**Source passage:**

Consider the following function:

int unknown(int n){ 

int i, j, k=0; 
for (i=n/2; i<=n; i++) 
    for (j=2; j<=n; j=j*2) 
        k = k + n/2; 
 return (k); 

} 

The return value of the function is

  1. $\Theta(n^2)$      
  2. $\Theta(n^2\log n)$      
  3. $\Theta(n^3)$      
  4. $\Theta(n^3\log n)$
asked in Algorithms by Veteran (358k points)
edited by | 3.6k views

3 Answers

+43 votes
Best answer
The outer loop is running for $n/2$ times and inner loop is running for $\log_2 n$ times (each iteration doubles $j$ and $j$ stops at $n$ means $\log_2 n$ times $j$ loop will iterate).

Now in each iteration $k$ is incremented by $n/2$. So, overall $k$ will be added $n/2 * log n * n/2$ with an initial value of $0$. So, final value of $k$ will be $\Theta(n^2 log n)$
answered by Veteran (358k points)
edited by
+21

Return value is O(NlogN)
Time complexity of Program is N logN right !!?

+4
yes.
–2

why time complexity O(N log N)? it will be O(N2 log N) right? because no of time addition occurs also be counted . right?

**Written task 1:** In the forum thread about the loop function, how many times does the best answer say the inner loop runs?
**Written task 2:** Continue the forum thread about the loop function's return value, starting right after its last comment.

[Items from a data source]
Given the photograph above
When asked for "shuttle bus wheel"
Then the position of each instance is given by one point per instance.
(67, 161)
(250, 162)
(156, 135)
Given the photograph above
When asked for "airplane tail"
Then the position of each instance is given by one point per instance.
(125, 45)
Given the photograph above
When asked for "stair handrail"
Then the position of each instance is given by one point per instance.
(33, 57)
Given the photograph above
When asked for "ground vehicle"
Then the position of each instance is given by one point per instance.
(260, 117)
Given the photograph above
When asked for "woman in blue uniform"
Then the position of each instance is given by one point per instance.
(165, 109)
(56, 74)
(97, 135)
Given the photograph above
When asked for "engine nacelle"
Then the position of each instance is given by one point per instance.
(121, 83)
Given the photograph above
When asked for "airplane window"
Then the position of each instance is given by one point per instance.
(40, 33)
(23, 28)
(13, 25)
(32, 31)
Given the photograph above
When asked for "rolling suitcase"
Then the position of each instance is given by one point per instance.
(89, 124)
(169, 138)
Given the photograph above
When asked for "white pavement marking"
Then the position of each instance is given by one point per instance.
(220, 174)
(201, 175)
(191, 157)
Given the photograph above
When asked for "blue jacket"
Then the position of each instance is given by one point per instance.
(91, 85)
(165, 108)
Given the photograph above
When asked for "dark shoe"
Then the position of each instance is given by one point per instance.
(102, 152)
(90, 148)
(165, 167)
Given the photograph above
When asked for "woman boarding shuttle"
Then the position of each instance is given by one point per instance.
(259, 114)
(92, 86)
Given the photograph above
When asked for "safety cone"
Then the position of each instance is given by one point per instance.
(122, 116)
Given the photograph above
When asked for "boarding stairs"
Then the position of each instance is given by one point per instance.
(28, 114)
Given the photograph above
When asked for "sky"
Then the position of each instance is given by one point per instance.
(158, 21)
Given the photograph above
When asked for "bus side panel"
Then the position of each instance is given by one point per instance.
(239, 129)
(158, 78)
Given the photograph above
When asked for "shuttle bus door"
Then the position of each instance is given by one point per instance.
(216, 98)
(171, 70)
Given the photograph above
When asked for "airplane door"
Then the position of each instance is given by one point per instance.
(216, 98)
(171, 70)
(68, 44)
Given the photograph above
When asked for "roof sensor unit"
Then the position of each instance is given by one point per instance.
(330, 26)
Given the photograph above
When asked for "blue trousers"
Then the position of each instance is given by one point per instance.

**Final result 1:** About log₂ n times.

**Final result 2:**
+3
each addition take O(1) time ,so it will not affect the final time complexity
–2
if u have any source to say addition time is O(1) . Plz give the link
+1
Each addition is O(1).
+1
k<=logn+2 logn+3 logn+----n/2 logn

k<=logn(1+2+3+4---n/2)

K=O(n^2 logn)

sir it is right ??
0
I think instead of having 1,2,3 in the coefficient it will be in the base of logn
+7 votes

  Here we have to tell the value of k returned not the time complexity.

for (i  = n/2; i <= n; i++)
        for (j = 2; j <= n; j = j * 2)
            k = k + n/2;
    return k;

The outer loop runs n/2 times The inner loop runs logn times.(2^k = n => k = logn). Now looking at the value of k in inner loop, n is added to k, logn times as the inner loop is running logn times. Therefore the value of k after running the inner loop one time is n*logn. Therefore total time complexity is inner multiplied with outer loop complexity which (n for outer and nlogn for inner) n$^{2}$logn.

answered by Loyal (8.5k points)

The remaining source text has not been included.